To do:
Only the lines from the one containing "the long brown" through the end of the material are to be echoed, each exactly as it appears.

Stored items:
------------------------------

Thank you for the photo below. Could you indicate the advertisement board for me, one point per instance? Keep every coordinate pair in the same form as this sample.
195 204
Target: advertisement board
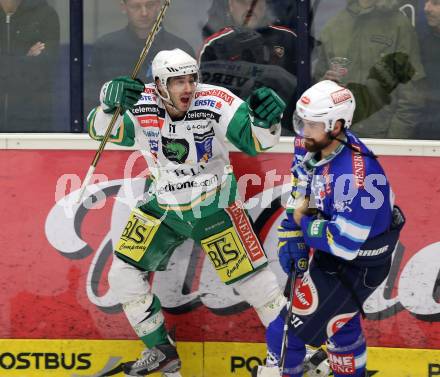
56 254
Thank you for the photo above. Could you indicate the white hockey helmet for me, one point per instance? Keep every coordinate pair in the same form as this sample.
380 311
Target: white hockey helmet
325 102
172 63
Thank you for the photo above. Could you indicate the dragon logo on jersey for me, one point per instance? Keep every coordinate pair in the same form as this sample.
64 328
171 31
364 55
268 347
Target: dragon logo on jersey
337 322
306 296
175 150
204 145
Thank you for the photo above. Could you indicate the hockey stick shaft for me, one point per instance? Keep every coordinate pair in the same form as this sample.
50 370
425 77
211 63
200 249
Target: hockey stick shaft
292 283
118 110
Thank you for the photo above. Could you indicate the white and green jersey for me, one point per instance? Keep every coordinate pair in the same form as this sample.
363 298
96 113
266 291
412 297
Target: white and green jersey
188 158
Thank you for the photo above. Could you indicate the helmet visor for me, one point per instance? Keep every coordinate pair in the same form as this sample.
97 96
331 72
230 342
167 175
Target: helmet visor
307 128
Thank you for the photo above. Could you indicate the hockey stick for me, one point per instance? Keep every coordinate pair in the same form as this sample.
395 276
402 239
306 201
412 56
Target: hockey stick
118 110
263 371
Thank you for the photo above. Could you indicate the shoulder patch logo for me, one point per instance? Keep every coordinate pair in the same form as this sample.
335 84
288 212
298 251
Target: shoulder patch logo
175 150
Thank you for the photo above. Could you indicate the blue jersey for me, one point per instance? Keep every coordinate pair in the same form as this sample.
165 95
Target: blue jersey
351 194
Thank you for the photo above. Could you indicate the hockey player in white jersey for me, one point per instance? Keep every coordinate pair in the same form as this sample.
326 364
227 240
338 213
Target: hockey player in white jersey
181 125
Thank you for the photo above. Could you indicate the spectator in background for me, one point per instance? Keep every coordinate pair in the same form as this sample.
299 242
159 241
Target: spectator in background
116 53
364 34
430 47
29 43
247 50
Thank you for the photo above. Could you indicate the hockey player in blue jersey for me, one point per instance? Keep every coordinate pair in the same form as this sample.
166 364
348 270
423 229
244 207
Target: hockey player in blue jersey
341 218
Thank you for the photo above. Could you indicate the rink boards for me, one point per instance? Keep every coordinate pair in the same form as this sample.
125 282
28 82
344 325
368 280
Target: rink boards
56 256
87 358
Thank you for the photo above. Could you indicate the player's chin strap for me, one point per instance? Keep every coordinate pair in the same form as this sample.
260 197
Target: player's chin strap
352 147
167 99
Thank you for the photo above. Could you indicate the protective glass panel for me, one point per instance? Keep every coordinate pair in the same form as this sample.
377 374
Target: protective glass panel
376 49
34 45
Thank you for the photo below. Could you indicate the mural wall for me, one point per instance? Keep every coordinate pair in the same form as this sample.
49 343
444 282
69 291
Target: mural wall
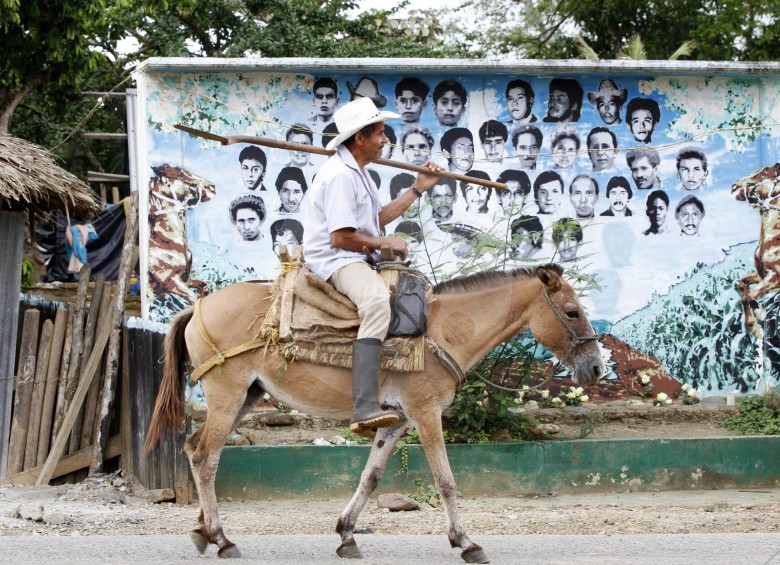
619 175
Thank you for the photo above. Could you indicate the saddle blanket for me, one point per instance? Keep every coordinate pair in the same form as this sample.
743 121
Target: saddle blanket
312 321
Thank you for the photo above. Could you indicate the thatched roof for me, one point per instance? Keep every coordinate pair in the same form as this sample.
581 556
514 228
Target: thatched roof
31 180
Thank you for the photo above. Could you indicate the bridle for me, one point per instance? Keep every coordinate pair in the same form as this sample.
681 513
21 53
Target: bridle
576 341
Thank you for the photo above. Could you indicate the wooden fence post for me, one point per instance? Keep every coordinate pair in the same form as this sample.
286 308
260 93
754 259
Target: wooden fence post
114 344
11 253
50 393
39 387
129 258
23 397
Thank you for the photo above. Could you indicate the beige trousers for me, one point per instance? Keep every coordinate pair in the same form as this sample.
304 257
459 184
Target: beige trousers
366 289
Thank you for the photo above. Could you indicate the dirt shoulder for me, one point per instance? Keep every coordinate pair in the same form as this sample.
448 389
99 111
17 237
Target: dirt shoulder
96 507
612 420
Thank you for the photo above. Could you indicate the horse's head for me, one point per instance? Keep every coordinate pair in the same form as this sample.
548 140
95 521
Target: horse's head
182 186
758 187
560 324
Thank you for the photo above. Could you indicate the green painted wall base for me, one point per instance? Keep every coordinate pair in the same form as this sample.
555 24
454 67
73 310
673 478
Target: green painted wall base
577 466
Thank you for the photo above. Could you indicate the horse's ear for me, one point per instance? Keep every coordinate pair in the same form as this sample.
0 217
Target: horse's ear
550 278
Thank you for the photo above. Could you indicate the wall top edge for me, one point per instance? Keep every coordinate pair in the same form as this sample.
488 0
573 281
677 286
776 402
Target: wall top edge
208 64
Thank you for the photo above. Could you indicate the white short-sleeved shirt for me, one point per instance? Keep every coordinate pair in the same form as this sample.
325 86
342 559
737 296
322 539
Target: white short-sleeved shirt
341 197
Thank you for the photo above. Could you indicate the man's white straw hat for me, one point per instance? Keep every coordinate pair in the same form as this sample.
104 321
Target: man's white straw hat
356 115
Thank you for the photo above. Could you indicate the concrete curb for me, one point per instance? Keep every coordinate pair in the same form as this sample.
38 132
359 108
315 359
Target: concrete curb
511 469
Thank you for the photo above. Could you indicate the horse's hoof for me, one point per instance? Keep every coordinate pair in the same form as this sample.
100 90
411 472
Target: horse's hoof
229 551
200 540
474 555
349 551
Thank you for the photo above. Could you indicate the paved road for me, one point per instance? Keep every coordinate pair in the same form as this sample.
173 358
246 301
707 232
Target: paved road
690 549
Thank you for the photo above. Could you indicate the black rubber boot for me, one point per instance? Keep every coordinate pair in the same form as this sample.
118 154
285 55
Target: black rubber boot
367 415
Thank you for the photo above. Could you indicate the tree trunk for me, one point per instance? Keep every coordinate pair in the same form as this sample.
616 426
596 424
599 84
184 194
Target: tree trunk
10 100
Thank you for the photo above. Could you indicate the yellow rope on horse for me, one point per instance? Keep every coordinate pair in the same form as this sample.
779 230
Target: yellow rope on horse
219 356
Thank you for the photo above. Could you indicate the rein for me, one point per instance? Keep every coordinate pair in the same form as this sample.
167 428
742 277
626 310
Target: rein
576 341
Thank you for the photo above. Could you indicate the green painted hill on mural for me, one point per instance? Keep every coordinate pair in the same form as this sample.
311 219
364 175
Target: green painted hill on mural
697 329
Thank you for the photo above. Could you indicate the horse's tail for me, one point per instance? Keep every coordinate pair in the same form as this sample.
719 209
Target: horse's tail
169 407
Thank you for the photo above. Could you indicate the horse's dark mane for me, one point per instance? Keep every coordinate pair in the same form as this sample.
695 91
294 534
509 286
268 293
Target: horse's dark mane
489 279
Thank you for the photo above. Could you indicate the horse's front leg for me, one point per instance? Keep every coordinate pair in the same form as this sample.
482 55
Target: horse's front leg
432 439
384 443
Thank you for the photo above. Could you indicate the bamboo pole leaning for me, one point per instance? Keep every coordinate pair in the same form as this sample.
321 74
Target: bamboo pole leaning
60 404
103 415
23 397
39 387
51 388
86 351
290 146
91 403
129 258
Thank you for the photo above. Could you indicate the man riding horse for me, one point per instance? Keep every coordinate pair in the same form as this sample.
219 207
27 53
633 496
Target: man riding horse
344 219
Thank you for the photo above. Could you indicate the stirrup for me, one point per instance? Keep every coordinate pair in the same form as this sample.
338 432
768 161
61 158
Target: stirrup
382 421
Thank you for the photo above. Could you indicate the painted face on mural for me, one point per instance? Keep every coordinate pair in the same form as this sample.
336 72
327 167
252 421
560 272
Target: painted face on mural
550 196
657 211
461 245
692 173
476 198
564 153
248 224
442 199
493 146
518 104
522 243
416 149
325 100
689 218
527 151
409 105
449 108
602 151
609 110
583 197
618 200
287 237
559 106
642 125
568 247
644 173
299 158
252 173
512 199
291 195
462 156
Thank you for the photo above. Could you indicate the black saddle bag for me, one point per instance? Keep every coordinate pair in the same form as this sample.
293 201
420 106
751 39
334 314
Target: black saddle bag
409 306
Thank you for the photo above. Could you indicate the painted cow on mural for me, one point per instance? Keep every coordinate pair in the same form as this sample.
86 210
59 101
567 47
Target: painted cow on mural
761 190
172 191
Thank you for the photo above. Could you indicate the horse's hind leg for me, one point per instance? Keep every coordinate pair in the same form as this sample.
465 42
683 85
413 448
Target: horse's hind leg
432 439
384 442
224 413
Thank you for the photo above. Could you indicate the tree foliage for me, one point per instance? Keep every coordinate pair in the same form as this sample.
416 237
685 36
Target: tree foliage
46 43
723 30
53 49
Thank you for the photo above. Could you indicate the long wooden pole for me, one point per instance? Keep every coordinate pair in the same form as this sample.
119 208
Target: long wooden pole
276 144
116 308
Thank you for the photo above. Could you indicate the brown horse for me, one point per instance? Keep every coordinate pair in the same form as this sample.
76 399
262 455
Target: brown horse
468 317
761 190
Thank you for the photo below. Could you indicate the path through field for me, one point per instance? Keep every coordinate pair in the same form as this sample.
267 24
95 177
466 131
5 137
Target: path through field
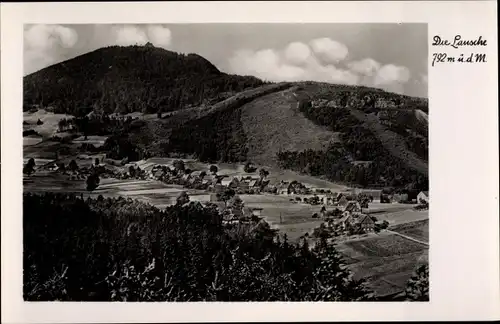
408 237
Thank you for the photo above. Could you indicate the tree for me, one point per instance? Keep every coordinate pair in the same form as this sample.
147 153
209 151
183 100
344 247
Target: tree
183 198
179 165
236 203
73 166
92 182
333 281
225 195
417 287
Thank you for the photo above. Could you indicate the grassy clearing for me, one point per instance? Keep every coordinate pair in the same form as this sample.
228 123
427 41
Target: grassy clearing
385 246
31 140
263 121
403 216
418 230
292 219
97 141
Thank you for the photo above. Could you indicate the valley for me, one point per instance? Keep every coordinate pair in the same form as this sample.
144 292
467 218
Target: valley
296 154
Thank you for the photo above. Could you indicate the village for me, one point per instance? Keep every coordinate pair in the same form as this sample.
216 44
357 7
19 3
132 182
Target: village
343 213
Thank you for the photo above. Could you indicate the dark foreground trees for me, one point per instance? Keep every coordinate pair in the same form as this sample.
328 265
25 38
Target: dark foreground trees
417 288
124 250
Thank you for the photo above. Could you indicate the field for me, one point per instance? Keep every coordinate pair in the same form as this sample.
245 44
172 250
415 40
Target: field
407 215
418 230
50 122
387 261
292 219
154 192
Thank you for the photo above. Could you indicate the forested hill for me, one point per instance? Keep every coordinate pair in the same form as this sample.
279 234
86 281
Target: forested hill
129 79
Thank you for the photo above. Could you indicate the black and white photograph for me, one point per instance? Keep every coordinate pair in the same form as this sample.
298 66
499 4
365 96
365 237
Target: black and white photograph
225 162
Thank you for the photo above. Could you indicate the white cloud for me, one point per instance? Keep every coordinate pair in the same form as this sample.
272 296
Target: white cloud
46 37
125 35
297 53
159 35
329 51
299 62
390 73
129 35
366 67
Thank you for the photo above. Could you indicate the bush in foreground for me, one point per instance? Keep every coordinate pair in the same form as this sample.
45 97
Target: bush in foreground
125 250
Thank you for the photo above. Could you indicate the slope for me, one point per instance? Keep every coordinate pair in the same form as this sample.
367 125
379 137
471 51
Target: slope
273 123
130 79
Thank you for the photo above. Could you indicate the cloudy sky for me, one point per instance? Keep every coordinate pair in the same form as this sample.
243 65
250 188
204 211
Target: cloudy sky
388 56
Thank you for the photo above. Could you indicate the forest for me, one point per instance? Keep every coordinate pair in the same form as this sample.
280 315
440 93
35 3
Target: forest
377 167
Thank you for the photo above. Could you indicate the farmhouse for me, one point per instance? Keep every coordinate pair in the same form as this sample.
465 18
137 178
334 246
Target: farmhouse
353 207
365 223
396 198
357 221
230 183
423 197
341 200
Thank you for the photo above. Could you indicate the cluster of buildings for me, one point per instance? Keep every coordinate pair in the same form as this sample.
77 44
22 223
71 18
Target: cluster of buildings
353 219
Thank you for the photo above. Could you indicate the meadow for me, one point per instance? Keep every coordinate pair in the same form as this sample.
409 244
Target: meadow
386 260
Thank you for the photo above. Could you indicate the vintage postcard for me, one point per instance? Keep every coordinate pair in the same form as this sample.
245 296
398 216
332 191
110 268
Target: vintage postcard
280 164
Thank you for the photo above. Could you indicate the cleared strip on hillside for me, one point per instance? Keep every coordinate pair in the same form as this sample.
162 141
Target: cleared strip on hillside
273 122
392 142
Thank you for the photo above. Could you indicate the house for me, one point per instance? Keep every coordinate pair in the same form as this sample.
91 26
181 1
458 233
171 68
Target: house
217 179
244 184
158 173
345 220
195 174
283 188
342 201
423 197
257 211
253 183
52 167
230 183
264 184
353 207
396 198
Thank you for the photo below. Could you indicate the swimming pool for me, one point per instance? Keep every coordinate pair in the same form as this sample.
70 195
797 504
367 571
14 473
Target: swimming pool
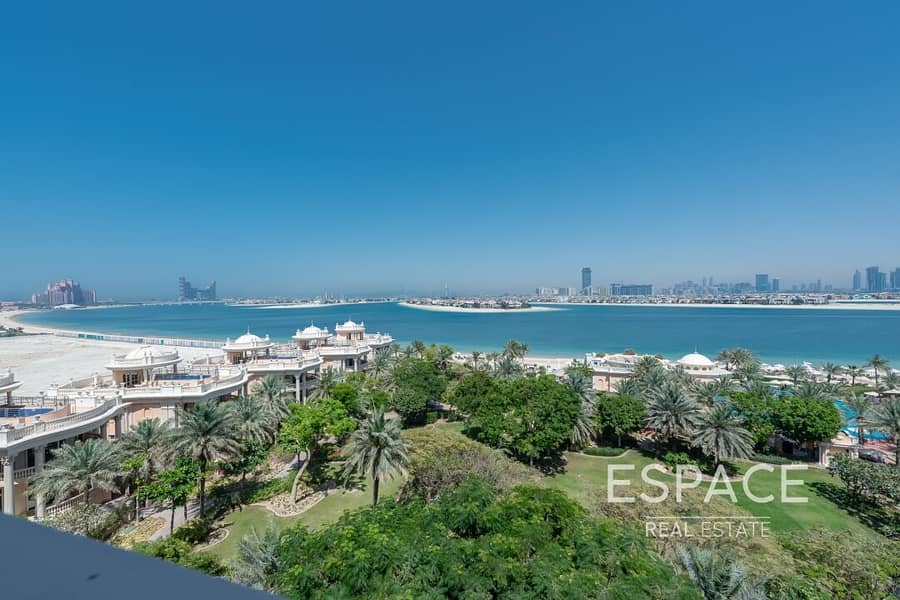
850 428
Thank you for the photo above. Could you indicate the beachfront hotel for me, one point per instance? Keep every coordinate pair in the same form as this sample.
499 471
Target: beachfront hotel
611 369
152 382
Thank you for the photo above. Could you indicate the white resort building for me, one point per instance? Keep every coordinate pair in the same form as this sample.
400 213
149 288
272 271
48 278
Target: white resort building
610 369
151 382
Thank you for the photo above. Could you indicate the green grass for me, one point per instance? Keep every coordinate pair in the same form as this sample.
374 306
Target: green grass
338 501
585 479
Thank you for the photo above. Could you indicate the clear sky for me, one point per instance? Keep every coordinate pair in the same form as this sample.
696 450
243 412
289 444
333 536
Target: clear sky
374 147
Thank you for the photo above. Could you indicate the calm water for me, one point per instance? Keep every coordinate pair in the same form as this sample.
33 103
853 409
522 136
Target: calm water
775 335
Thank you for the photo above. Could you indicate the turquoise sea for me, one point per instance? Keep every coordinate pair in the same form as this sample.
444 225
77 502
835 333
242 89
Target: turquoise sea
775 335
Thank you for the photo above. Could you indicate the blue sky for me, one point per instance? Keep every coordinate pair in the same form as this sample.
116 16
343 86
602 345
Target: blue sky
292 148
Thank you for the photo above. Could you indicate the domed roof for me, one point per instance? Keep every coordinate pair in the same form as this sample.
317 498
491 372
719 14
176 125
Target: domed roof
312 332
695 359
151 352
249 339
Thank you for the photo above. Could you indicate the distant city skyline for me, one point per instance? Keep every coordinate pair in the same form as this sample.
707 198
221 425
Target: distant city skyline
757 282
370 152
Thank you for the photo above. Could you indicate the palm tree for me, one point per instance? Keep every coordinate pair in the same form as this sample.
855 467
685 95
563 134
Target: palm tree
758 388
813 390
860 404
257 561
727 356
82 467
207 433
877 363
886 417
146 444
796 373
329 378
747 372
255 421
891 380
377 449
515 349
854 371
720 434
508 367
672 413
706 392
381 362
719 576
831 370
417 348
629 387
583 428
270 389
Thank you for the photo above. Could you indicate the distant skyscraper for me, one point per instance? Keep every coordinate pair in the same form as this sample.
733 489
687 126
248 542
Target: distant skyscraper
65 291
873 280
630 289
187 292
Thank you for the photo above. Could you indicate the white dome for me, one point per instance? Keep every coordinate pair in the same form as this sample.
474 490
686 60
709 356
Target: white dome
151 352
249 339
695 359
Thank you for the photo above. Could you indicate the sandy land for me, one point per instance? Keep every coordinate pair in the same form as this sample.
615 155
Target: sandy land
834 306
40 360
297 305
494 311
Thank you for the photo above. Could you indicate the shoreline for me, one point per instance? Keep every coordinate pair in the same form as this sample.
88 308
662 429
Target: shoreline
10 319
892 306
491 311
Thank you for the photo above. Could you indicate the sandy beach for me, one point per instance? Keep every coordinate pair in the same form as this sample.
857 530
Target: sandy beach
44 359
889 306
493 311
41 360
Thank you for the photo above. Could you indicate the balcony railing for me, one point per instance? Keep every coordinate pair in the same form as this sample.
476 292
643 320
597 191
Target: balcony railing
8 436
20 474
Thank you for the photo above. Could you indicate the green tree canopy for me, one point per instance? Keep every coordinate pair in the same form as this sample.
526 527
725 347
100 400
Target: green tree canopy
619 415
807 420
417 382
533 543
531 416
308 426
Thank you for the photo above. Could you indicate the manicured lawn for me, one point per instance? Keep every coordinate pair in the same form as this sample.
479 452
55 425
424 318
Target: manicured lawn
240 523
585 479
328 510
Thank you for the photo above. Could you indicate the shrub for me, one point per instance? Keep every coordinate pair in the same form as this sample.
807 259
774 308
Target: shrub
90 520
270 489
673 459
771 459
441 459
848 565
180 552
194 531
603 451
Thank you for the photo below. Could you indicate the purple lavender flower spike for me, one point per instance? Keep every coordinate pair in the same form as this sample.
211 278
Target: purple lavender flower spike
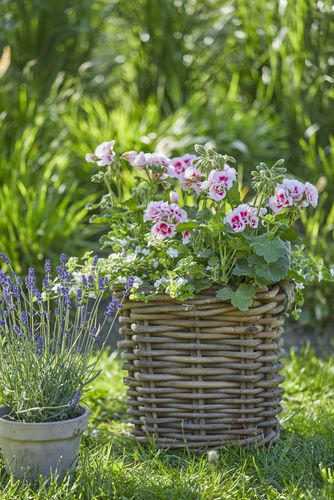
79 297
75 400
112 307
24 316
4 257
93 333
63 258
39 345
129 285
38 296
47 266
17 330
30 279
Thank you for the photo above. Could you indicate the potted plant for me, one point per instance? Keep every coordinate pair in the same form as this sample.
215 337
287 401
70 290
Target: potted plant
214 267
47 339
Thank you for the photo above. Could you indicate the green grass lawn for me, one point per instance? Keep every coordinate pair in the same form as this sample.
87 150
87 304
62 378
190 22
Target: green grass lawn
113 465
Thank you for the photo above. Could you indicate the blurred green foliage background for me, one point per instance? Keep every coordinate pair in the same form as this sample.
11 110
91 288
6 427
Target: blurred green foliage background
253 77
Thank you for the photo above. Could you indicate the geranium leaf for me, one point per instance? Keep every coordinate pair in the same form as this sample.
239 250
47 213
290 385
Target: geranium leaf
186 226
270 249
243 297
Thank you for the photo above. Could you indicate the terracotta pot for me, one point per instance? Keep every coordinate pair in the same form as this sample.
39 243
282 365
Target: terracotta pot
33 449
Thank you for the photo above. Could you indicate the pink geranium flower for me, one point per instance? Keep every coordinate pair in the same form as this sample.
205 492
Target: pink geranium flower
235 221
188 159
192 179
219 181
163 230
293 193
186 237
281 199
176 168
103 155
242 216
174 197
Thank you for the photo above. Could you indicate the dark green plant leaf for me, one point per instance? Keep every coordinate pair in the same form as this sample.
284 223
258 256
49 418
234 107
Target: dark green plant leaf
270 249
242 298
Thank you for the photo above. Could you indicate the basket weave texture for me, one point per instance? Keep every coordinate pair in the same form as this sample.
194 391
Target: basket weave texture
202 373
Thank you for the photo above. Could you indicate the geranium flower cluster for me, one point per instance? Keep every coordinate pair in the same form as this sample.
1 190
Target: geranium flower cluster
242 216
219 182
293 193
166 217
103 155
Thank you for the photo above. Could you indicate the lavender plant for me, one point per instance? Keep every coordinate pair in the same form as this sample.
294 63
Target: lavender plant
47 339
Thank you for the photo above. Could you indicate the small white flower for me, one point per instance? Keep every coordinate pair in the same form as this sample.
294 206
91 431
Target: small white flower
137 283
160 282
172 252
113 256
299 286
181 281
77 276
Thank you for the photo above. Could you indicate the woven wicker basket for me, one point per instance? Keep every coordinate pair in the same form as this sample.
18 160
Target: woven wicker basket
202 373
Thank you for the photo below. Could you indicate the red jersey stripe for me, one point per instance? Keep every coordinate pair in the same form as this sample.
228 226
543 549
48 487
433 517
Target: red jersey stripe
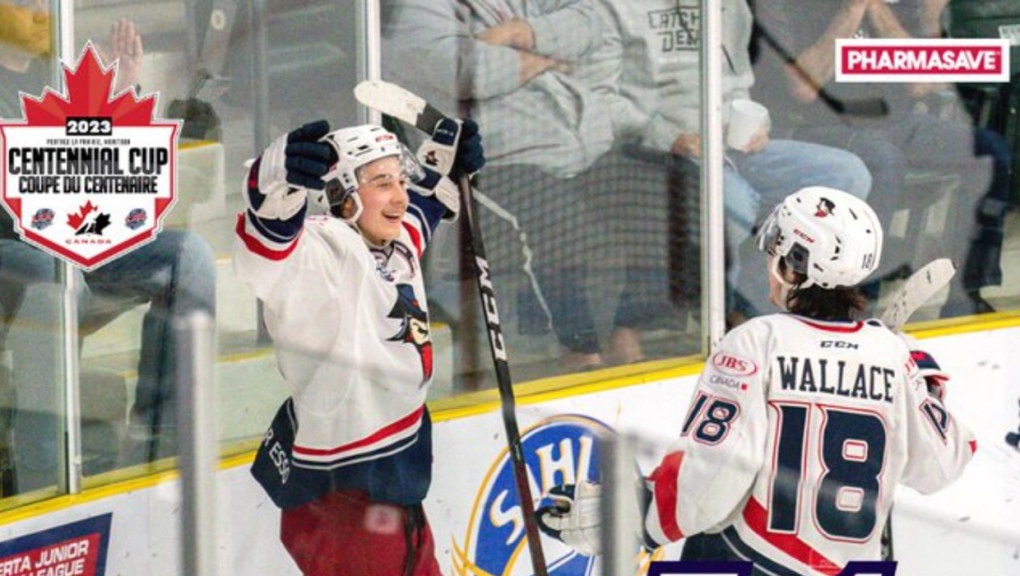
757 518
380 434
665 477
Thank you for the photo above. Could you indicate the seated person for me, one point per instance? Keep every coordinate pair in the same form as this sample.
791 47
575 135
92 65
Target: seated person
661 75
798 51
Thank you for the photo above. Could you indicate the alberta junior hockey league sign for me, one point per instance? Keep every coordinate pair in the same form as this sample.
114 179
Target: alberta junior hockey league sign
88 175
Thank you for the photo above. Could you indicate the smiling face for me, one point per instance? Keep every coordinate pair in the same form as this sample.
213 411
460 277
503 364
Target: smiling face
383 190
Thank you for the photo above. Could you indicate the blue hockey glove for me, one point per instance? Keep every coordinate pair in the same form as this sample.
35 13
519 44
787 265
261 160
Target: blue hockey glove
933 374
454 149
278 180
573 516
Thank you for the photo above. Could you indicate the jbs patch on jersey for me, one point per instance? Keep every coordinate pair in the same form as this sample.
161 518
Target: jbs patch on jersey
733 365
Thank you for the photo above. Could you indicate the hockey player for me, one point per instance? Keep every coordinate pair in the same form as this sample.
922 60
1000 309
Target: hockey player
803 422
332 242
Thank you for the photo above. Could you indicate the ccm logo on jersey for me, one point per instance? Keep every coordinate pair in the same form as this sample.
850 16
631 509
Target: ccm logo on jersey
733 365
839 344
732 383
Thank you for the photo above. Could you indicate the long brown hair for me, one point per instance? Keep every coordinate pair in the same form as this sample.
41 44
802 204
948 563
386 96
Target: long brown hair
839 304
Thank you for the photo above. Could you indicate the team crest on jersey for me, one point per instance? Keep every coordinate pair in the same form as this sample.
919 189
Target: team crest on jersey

------------------------------

Expected output:
Thank you for the photo above. Could you indicate the long brown hair for me, one point per instance? Keep every coordinate pair in the same form as this sample.
41 44
802 204
948 563
386 96
Target: long brown hair
839 304
Thank you for the photo above. Could you indicate the team crest on jersey for me, one point per instance? Keep every coordinate pair in the same form as this sample.
919 189
Target: team crest on jersey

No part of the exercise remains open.